● **STATED TASK**
Copy out every one of the rows below character for character, changing nothing.

* start *

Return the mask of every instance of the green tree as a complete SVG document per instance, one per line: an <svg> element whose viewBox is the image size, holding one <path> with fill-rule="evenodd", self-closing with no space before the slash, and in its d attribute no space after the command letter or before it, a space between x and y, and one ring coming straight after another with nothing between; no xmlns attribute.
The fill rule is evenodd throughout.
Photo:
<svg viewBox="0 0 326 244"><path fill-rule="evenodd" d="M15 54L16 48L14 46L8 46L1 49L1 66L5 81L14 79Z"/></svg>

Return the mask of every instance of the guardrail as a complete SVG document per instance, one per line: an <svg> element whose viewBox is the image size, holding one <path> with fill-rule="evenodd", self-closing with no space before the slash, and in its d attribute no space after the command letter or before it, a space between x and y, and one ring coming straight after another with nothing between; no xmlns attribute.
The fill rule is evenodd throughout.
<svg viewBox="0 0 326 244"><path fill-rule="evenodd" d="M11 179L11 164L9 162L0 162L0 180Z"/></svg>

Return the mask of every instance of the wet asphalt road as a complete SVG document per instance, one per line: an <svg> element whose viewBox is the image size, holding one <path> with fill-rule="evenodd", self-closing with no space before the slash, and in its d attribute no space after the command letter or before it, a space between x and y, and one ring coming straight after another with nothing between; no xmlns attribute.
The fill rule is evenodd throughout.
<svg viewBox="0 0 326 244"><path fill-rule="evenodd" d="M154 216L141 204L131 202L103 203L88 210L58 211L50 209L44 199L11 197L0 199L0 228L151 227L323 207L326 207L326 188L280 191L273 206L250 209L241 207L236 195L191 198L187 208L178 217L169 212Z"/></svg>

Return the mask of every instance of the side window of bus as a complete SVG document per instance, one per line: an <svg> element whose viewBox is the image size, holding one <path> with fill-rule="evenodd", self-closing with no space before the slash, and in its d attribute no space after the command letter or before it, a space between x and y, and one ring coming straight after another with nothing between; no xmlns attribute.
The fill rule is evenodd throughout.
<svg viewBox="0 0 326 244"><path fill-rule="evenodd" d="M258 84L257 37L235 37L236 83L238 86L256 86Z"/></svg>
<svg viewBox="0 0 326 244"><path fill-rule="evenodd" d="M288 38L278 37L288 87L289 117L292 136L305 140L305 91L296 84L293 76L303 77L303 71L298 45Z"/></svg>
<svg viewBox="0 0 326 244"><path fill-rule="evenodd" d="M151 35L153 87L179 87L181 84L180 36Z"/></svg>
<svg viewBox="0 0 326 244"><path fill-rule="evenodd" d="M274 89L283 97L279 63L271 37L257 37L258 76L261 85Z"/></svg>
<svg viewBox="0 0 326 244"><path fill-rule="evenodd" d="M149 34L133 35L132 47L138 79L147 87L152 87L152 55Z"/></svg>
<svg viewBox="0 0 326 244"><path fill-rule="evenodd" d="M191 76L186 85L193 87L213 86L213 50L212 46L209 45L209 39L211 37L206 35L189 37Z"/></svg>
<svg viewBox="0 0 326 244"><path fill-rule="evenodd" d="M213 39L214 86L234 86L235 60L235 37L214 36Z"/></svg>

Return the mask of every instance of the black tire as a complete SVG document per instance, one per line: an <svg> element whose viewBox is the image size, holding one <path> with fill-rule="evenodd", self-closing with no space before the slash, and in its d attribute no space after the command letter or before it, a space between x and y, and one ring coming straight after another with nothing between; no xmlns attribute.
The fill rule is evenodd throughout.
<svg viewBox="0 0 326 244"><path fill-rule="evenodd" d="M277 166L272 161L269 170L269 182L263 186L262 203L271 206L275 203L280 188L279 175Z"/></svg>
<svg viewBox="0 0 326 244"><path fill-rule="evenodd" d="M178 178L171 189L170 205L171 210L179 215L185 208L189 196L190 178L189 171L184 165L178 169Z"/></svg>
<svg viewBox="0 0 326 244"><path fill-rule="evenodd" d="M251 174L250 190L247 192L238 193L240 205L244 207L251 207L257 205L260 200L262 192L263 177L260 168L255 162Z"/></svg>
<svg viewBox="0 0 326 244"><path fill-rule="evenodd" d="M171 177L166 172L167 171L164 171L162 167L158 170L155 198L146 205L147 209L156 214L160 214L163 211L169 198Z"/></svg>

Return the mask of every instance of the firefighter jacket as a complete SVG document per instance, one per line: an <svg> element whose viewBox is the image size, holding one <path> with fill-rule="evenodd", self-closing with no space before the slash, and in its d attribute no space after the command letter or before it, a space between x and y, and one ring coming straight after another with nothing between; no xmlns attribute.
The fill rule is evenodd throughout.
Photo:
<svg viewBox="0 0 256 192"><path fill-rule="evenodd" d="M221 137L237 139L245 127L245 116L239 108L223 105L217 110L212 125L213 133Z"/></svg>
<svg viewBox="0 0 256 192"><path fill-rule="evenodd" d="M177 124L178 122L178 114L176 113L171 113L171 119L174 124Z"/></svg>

* end *

● **EXPECTED OUTPUT**
Return the mask of every instance of the green tree as a complete SVG document per instance, one per line: an <svg> element whose viewBox is the image size, holding one <path> with fill-rule="evenodd", self-closing with no space before the slash, and in its d attribute no space after the command letter or before it, a space between x and y, and one ring coming straight after another with nothing between; no xmlns attribute.
The fill rule is evenodd throughout.
Photo:
<svg viewBox="0 0 326 244"><path fill-rule="evenodd" d="M15 54L16 48L14 46L8 46L1 49L1 66L5 81L14 79Z"/></svg>

Return the mask of every instance of the guardrail as a complete SVG document per instance, one per line: an <svg> element whose viewBox is the image size, holding one <path> with fill-rule="evenodd", self-closing with no space before the slash, and in its d attribute no space after the command letter or before it, a space between x and y, and one ring coming straight after another with nothing between; no xmlns attribute.
The fill rule is evenodd throughout.
<svg viewBox="0 0 326 244"><path fill-rule="evenodd" d="M11 179L11 164L9 162L0 162L0 180Z"/></svg>

Return the mask of every instance of the wet asphalt road as a complete SVG document per instance, one per line: an <svg> element whose viewBox is the image size, holding one <path> with fill-rule="evenodd", self-closing with no space before the slash, and in its d attribute no space after the command letter or before it, a space between x and y, and one ring coming straight after another with nothing between; no xmlns attribute.
The fill rule is evenodd throughout.
<svg viewBox="0 0 326 244"><path fill-rule="evenodd" d="M154 216L141 204L131 202L103 203L88 210L58 211L50 209L44 199L11 197L0 199L0 228L151 227L323 207L326 207L326 188L280 191L273 206L250 209L241 207L236 195L191 198L187 208L178 217L169 212Z"/></svg>

Return the mask of every instance of the side window of bus as a complete SVG document per instance, one per line: an <svg> element whose viewBox is the image size, holding one <path> with fill-rule="evenodd", self-closing with no space before the slash, and in its d attribute no space after the command letter or before it, a space between x and y, and one ring coming straight after another with nothing between; no xmlns attribute.
The fill rule is evenodd throughout.
<svg viewBox="0 0 326 244"><path fill-rule="evenodd" d="M258 84L257 37L235 37L236 83L238 86L256 86Z"/></svg>
<svg viewBox="0 0 326 244"><path fill-rule="evenodd" d="M288 38L278 37L288 87L289 117L292 136L305 140L305 91L296 84L293 76L303 77L303 71L298 45Z"/></svg>
<svg viewBox="0 0 326 244"><path fill-rule="evenodd" d="M151 35L153 87L179 87L181 84L180 36Z"/></svg>
<svg viewBox="0 0 326 244"><path fill-rule="evenodd" d="M274 89L283 97L279 63L271 37L257 37L258 76L261 85Z"/></svg>
<svg viewBox="0 0 326 244"><path fill-rule="evenodd" d="M149 34L133 35L132 47L138 79L147 87L152 87L152 55Z"/></svg>
<svg viewBox="0 0 326 244"><path fill-rule="evenodd" d="M191 76L186 85L193 87L213 86L213 50L212 46L209 45L209 39L211 37L206 35L189 37Z"/></svg>
<svg viewBox="0 0 326 244"><path fill-rule="evenodd" d="M213 39L214 86L234 86L235 60L235 37L214 36Z"/></svg>

Return the mask of every instance of the black tire as a complete SVG document per instance, one per line: an <svg> element whose viewBox is the image size, holding one <path> with fill-rule="evenodd", self-closing with no space before the slash, and in its d attribute no space after the command letter or before it, a space between x and y, and one ring coming straight after another with nothing between; no xmlns attribute.
The fill rule is evenodd throughout.
<svg viewBox="0 0 326 244"><path fill-rule="evenodd" d="M277 166L272 161L269 170L269 182L263 186L262 203L271 206L275 203L280 188L279 175Z"/></svg>
<svg viewBox="0 0 326 244"><path fill-rule="evenodd" d="M178 178L171 189L170 205L171 210L179 215L185 208L189 196L190 178L189 171L184 165L178 169Z"/></svg>
<svg viewBox="0 0 326 244"><path fill-rule="evenodd" d="M251 174L250 190L247 192L238 193L240 205L244 207L251 207L257 205L260 200L262 192L263 177L260 168L255 162Z"/></svg>
<svg viewBox="0 0 326 244"><path fill-rule="evenodd" d="M171 177L166 172L167 171L164 171L162 167L158 170L155 198L146 205L147 209L156 214L160 214L163 211L169 198Z"/></svg>

Return the mask of every instance of the firefighter jacket as a complete SVG document per instance, one per line: an <svg> element whose viewBox is the image size, holding one <path> with fill-rule="evenodd", self-closing with no space before the slash, and in its d attribute no space after the command letter or before it, a space between x and y, and one ring coming straight after another with nothing between; no xmlns attribute.
The fill rule is evenodd throughout.
Photo:
<svg viewBox="0 0 256 192"><path fill-rule="evenodd" d="M221 137L237 139L245 127L245 116L239 108L223 105L217 110L212 125L213 133Z"/></svg>
<svg viewBox="0 0 256 192"><path fill-rule="evenodd" d="M177 124L178 122L178 114L176 113L171 113L171 119L174 124Z"/></svg>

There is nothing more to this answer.